What lines in the records below include the word "deadbolt"? Return each one.

▶ [TASK DATA]:
* * * * *
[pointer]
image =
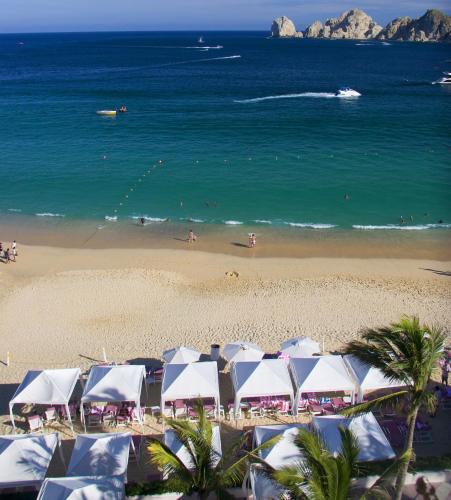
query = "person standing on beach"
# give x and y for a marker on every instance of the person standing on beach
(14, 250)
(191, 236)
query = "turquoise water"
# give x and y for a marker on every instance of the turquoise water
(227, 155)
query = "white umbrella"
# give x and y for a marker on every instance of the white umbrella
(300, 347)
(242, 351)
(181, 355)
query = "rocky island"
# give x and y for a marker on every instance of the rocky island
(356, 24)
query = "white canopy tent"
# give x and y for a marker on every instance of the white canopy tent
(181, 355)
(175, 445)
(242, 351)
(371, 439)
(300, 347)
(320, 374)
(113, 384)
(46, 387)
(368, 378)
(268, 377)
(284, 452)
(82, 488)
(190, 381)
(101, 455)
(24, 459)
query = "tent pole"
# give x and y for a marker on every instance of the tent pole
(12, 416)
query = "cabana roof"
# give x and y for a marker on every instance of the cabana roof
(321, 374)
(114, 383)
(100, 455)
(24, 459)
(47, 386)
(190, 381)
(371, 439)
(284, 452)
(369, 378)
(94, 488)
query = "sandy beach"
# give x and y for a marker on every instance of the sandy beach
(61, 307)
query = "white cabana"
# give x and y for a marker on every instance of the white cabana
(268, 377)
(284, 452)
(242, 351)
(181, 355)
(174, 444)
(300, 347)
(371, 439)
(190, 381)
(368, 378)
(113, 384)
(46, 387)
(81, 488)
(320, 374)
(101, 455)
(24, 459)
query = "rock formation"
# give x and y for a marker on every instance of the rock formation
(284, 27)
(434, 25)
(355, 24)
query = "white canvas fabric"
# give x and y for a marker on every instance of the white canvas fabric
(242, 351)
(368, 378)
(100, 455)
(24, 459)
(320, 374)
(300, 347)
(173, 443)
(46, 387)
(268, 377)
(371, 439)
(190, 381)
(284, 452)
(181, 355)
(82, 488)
* * * * *
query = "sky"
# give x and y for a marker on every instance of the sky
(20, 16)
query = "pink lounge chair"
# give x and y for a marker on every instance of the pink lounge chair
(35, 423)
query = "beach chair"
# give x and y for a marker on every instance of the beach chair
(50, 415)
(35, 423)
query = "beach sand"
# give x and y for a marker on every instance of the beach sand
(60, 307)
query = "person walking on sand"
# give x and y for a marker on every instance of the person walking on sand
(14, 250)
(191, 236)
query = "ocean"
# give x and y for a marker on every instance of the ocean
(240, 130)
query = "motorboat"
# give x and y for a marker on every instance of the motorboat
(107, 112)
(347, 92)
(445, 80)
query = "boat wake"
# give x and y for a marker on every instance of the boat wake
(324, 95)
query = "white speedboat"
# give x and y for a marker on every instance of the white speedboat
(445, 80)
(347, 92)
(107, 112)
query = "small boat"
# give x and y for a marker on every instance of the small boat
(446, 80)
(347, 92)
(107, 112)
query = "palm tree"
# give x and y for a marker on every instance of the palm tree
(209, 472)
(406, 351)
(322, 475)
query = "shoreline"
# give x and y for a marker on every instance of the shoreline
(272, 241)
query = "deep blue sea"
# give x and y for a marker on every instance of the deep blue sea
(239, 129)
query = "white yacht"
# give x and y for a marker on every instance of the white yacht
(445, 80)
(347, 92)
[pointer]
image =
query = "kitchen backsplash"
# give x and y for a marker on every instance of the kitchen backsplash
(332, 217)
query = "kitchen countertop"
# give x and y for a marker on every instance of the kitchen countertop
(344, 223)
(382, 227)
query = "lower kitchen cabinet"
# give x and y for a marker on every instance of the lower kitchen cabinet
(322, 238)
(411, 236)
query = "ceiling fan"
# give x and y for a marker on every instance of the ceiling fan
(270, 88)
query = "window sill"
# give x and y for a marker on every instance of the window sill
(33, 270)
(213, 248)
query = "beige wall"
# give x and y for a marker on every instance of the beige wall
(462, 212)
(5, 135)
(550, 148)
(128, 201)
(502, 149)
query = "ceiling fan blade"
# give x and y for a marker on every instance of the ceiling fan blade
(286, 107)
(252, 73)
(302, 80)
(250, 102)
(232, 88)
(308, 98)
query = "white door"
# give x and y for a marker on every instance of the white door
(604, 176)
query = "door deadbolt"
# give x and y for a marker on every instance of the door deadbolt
* * * * *
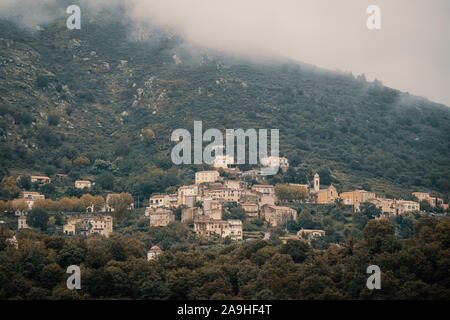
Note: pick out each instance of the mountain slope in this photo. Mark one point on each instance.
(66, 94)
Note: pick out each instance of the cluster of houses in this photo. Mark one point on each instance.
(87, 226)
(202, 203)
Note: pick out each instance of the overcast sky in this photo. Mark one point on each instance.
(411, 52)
* * * * *
▶ [REPLY TO THE EXERCISE]:
query = "door deadbolt"
# give x and y for a marker on every instance of the door deadbolt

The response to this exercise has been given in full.